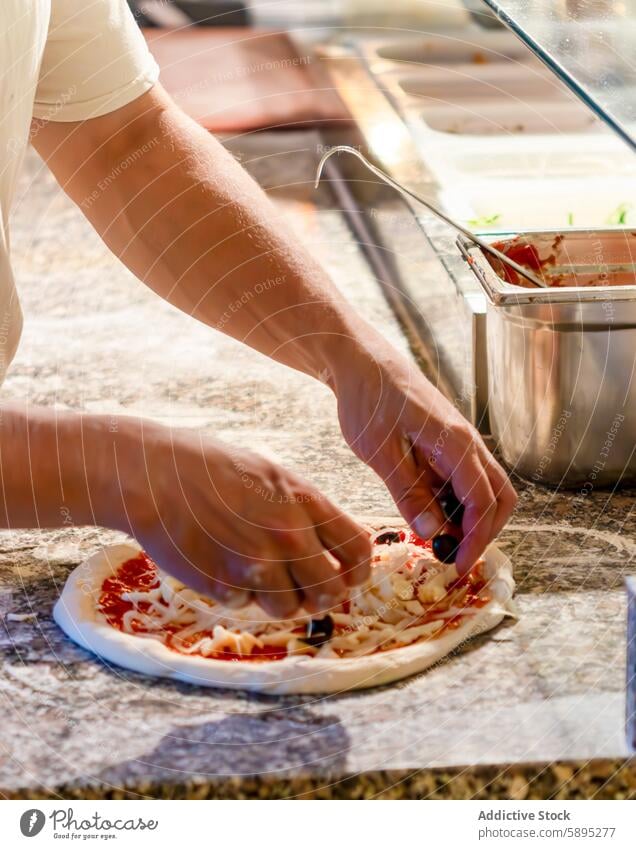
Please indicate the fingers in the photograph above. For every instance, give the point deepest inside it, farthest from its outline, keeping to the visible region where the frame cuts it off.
(279, 596)
(503, 491)
(343, 538)
(322, 586)
(412, 484)
(472, 486)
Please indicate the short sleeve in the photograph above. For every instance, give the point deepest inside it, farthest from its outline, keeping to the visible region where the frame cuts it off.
(95, 61)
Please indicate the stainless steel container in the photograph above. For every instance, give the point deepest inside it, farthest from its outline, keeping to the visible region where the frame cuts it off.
════════════════
## Work to do
Reproduce every line of the listing above verbatim, omitting the pictures.

## Solution to the exercise
Please indicate the fingers in the photograph above. For every instance, give the point deepest inside it, farthest from its outline, keeping to the visible region where the frame cuts it off.
(279, 596)
(503, 491)
(343, 538)
(322, 586)
(412, 484)
(472, 486)
Please indicate the short sleeve in the photograph above. For every instance, give the point deepest inside it, farthest from its outline, keeping to the visible region where the frame cuts it off.
(95, 61)
Please indicate the stainless steel container in the photograph above. For every instance, give the point deepest inside it, farthest from its outline, keeping to the visible region where the frame cuts it off.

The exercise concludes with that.